[Task brief]: Count the lines in the data below that contain the word "woman", treating uppercase and lowercase as different, and give only the number.

[Image location labeling entries]:
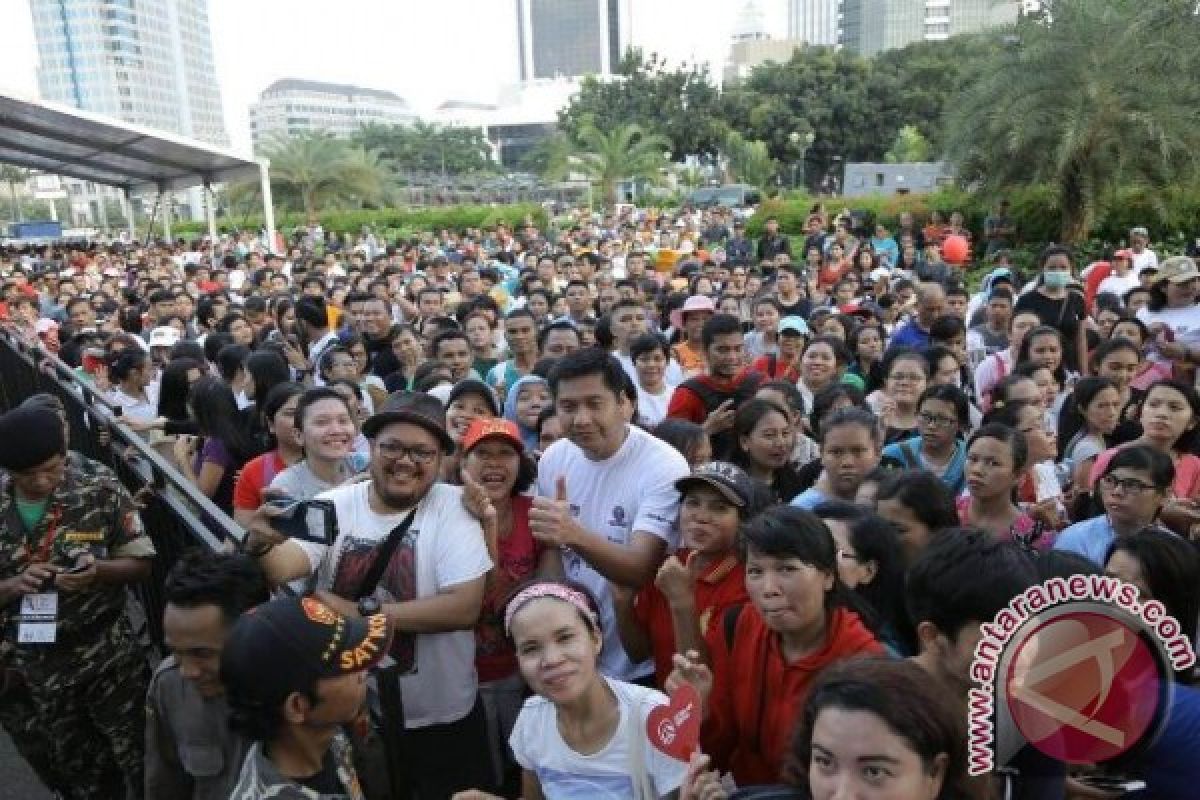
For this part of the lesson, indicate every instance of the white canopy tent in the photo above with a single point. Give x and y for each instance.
(64, 140)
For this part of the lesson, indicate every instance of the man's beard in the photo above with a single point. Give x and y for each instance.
(400, 500)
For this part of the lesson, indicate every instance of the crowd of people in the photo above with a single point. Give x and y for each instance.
(547, 475)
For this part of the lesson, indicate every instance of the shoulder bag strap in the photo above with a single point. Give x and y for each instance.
(383, 555)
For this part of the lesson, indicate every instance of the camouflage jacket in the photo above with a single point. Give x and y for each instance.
(261, 781)
(89, 512)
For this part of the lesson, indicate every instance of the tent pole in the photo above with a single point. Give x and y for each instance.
(210, 212)
(264, 175)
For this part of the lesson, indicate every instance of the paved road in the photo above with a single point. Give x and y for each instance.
(16, 777)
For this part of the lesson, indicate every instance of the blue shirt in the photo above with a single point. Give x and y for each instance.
(954, 475)
(887, 246)
(1170, 767)
(1090, 539)
(911, 335)
(810, 499)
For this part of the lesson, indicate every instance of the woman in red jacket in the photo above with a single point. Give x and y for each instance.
(766, 655)
(695, 587)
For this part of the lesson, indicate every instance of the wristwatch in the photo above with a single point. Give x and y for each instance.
(369, 606)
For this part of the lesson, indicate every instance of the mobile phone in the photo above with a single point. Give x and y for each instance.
(310, 521)
(1111, 782)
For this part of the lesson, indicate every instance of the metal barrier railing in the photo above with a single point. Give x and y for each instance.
(177, 516)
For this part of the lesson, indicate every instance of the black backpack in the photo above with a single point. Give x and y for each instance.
(712, 398)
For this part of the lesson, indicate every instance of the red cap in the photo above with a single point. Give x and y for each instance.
(487, 427)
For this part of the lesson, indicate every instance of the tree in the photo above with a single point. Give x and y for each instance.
(820, 91)
(910, 146)
(316, 170)
(551, 157)
(12, 176)
(623, 152)
(429, 148)
(1096, 96)
(679, 103)
(748, 161)
(911, 85)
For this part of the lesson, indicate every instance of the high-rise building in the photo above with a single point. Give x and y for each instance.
(142, 61)
(816, 22)
(871, 26)
(569, 38)
(291, 107)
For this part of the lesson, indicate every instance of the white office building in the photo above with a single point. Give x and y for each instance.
(816, 22)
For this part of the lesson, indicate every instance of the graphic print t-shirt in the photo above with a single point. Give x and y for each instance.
(444, 548)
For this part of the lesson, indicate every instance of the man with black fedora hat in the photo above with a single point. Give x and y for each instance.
(73, 674)
(407, 547)
(294, 673)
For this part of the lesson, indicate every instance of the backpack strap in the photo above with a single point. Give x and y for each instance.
(730, 624)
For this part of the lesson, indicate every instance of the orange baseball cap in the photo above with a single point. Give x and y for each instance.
(489, 427)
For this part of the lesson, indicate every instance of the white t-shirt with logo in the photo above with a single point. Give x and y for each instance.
(449, 551)
(653, 408)
(634, 489)
(604, 775)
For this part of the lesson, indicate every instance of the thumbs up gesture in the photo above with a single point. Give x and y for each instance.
(551, 521)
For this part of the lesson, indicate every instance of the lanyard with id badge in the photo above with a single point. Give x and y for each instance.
(37, 618)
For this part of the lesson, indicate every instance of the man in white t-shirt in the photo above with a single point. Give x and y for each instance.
(1143, 257)
(627, 323)
(431, 588)
(651, 356)
(1123, 276)
(606, 493)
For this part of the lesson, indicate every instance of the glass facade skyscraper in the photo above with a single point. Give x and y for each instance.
(143, 61)
(871, 26)
(568, 38)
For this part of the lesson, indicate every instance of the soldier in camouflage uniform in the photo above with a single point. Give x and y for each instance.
(69, 536)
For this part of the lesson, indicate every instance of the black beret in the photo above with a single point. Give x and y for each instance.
(30, 437)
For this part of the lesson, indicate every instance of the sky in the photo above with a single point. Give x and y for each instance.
(425, 50)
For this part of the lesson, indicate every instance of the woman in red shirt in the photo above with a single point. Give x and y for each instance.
(695, 585)
(767, 654)
(279, 410)
(496, 471)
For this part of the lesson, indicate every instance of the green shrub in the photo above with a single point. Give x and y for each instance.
(385, 221)
(1169, 214)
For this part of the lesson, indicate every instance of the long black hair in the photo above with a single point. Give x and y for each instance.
(215, 410)
(790, 533)
(173, 389)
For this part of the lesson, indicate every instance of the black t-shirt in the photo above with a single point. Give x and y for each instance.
(1063, 313)
(802, 307)
(325, 782)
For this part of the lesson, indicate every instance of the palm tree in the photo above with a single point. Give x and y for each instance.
(13, 175)
(625, 152)
(1098, 95)
(311, 166)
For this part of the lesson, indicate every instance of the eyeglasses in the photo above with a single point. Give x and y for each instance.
(936, 420)
(415, 453)
(1127, 485)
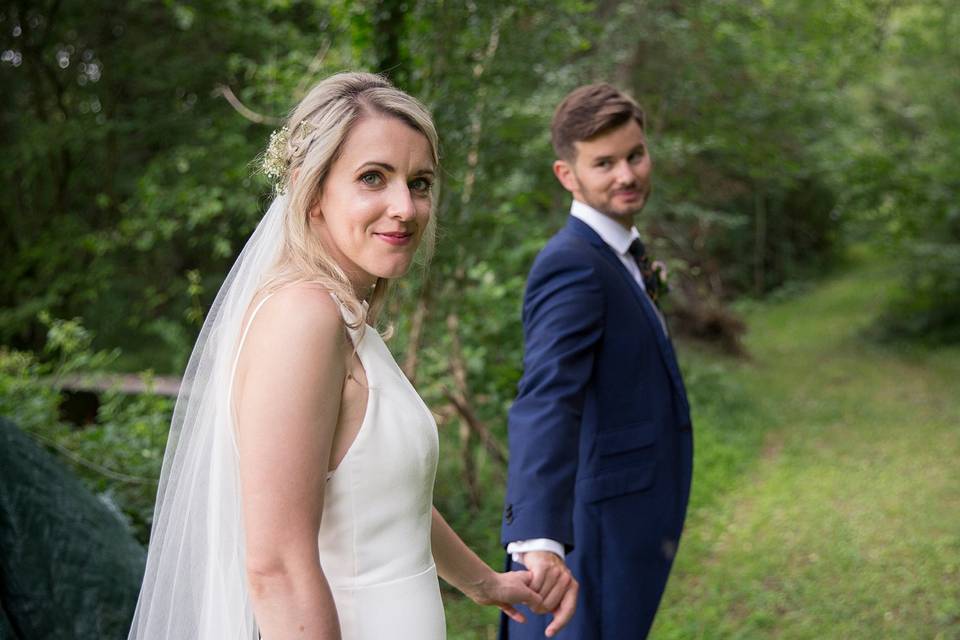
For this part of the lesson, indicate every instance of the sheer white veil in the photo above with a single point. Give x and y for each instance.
(195, 586)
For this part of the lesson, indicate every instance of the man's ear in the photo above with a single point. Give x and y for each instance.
(564, 173)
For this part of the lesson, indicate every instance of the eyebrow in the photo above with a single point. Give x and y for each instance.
(639, 147)
(389, 168)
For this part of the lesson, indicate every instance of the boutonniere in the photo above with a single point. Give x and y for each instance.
(658, 284)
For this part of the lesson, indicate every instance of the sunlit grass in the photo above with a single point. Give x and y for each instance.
(847, 524)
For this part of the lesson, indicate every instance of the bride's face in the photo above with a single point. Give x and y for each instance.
(375, 202)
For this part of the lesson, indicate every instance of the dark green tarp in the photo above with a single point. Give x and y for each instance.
(68, 566)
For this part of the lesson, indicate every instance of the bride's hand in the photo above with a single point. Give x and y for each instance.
(504, 590)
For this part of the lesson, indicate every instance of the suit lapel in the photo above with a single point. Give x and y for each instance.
(582, 230)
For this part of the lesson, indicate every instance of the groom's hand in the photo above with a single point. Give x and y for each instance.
(551, 578)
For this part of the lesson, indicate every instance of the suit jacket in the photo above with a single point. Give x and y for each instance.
(601, 448)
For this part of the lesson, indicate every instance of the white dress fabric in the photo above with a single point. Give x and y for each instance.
(377, 511)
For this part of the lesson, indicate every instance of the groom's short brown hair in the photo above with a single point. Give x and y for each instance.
(589, 111)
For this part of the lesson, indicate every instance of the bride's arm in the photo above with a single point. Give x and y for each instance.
(287, 391)
(461, 567)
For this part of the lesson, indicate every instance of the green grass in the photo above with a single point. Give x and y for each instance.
(835, 513)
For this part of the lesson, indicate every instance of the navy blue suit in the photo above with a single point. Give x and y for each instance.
(601, 448)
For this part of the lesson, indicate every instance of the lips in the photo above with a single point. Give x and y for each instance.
(396, 238)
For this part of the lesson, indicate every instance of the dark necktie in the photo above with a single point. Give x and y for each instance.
(651, 277)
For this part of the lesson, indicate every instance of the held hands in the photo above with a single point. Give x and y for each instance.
(547, 587)
(556, 586)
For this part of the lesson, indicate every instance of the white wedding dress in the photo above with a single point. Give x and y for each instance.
(377, 512)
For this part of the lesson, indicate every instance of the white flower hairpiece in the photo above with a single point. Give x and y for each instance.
(276, 164)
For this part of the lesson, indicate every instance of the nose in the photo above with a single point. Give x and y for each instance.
(624, 173)
(401, 204)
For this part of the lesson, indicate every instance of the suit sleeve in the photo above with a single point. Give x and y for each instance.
(563, 323)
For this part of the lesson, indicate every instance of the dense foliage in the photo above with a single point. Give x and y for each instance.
(779, 131)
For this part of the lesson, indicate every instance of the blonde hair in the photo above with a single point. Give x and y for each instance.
(317, 128)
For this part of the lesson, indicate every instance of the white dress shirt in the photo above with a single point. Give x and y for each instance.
(619, 239)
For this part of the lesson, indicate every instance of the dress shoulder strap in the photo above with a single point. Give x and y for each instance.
(243, 338)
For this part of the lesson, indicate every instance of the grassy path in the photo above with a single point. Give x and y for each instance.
(846, 521)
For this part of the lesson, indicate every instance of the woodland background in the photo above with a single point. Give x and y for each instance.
(794, 141)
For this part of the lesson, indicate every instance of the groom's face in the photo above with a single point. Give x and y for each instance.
(611, 172)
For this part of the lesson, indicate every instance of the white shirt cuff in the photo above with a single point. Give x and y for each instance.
(517, 548)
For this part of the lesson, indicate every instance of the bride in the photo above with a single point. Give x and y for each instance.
(295, 499)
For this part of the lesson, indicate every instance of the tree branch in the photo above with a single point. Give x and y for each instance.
(246, 112)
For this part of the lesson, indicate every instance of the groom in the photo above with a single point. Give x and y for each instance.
(601, 448)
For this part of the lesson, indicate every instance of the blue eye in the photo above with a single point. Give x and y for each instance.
(371, 179)
(421, 185)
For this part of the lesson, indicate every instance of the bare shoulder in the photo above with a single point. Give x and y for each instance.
(302, 317)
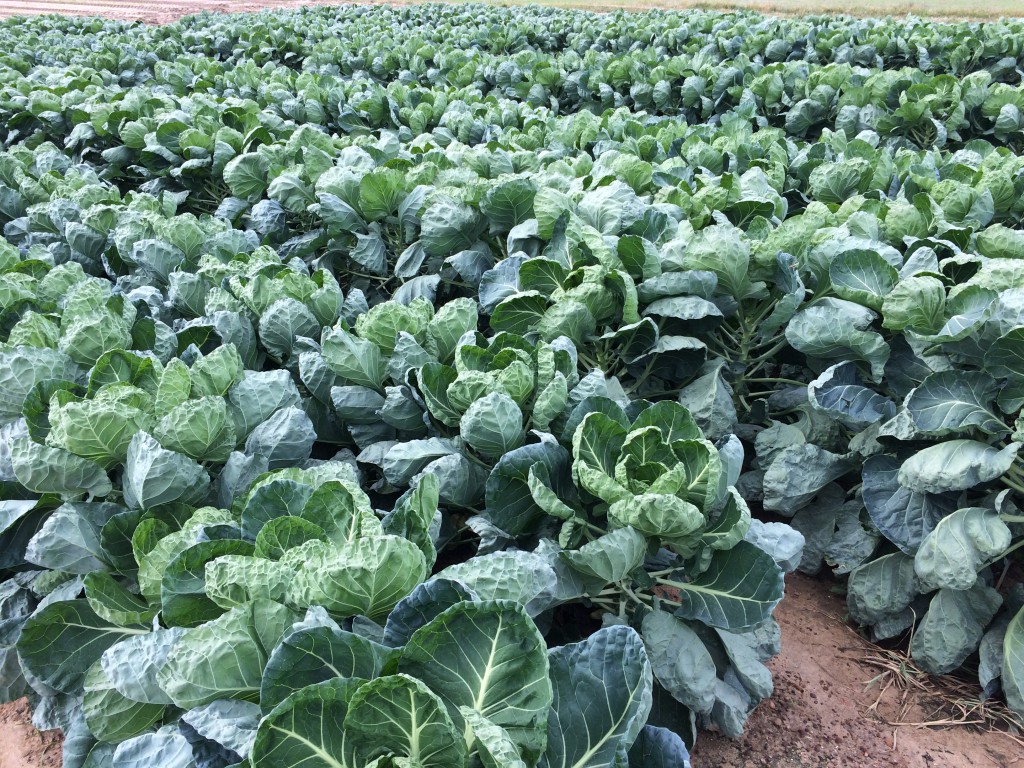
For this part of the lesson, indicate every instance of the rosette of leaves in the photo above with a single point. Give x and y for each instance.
(159, 429)
(926, 410)
(656, 535)
(478, 413)
(182, 607)
(363, 374)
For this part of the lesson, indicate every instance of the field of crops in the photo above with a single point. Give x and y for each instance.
(443, 387)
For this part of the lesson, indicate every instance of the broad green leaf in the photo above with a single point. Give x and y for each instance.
(738, 591)
(491, 657)
(904, 516)
(960, 546)
(955, 401)
(862, 276)
(658, 748)
(952, 628)
(492, 742)
(659, 515)
(367, 577)
(508, 500)
(798, 473)
(155, 476)
(357, 360)
(1005, 358)
(112, 600)
(109, 715)
(42, 469)
(225, 657)
(493, 425)
(427, 601)
(247, 176)
(1013, 663)
(680, 660)
(835, 329)
(398, 715)
(59, 643)
(882, 588)
(132, 665)
(312, 655)
(602, 696)
(955, 465)
(608, 558)
(69, 541)
(305, 729)
(230, 724)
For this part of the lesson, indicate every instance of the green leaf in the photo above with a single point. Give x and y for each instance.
(315, 654)
(608, 558)
(399, 716)
(246, 176)
(797, 473)
(60, 642)
(862, 276)
(492, 743)
(961, 545)
(918, 303)
(367, 577)
(1005, 358)
(42, 469)
(357, 360)
(305, 729)
(493, 425)
(659, 515)
(519, 313)
(955, 465)
(1013, 663)
(680, 660)
(187, 598)
(113, 602)
(110, 716)
(738, 591)
(952, 628)
(155, 476)
(602, 696)
(491, 657)
(835, 329)
(225, 657)
(954, 401)
(882, 588)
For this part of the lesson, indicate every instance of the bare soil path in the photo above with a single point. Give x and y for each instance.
(821, 714)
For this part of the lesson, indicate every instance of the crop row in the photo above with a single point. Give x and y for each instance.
(409, 386)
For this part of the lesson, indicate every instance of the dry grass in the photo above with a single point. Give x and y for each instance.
(925, 700)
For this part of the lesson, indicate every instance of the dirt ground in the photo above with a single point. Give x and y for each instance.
(20, 744)
(165, 11)
(824, 714)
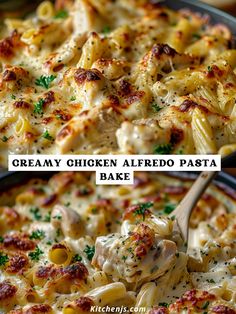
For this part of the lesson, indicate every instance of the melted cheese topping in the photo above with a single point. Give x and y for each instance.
(107, 76)
(67, 244)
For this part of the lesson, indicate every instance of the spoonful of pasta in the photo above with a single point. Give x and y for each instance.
(183, 211)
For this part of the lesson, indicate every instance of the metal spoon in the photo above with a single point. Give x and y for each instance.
(183, 211)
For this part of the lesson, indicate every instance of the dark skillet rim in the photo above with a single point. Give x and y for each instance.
(223, 181)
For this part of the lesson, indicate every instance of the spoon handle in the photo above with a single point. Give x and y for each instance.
(184, 209)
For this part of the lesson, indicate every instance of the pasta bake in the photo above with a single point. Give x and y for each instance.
(121, 77)
(69, 246)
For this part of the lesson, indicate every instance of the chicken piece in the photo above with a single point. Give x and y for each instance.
(139, 257)
(140, 136)
(91, 131)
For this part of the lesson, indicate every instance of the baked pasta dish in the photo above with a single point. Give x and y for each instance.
(69, 246)
(116, 76)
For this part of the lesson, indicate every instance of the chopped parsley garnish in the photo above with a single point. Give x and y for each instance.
(35, 255)
(154, 269)
(211, 280)
(62, 14)
(163, 149)
(76, 258)
(58, 217)
(45, 81)
(209, 68)
(4, 139)
(205, 305)
(47, 136)
(106, 30)
(89, 251)
(196, 36)
(156, 107)
(36, 213)
(180, 152)
(58, 116)
(94, 210)
(163, 304)
(47, 217)
(143, 207)
(58, 232)
(169, 208)
(3, 259)
(37, 235)
(38, 107)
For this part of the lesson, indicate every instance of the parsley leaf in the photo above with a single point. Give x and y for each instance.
(47, 217)
(37, 234)
(196, 36)
(209, 68)
(4, 139)
(156, 107)
(35, 255)
(169, 208)
(76, 258)
(36, 213)
(163, 304)
(89, 251)
(143, 207)
(38, 107)
(62, 14)
(44, 81)
(163, 149)
(47, 136)
(3, 259)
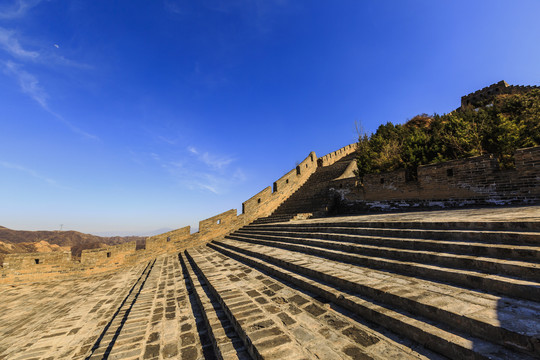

[Answer for the task]: 2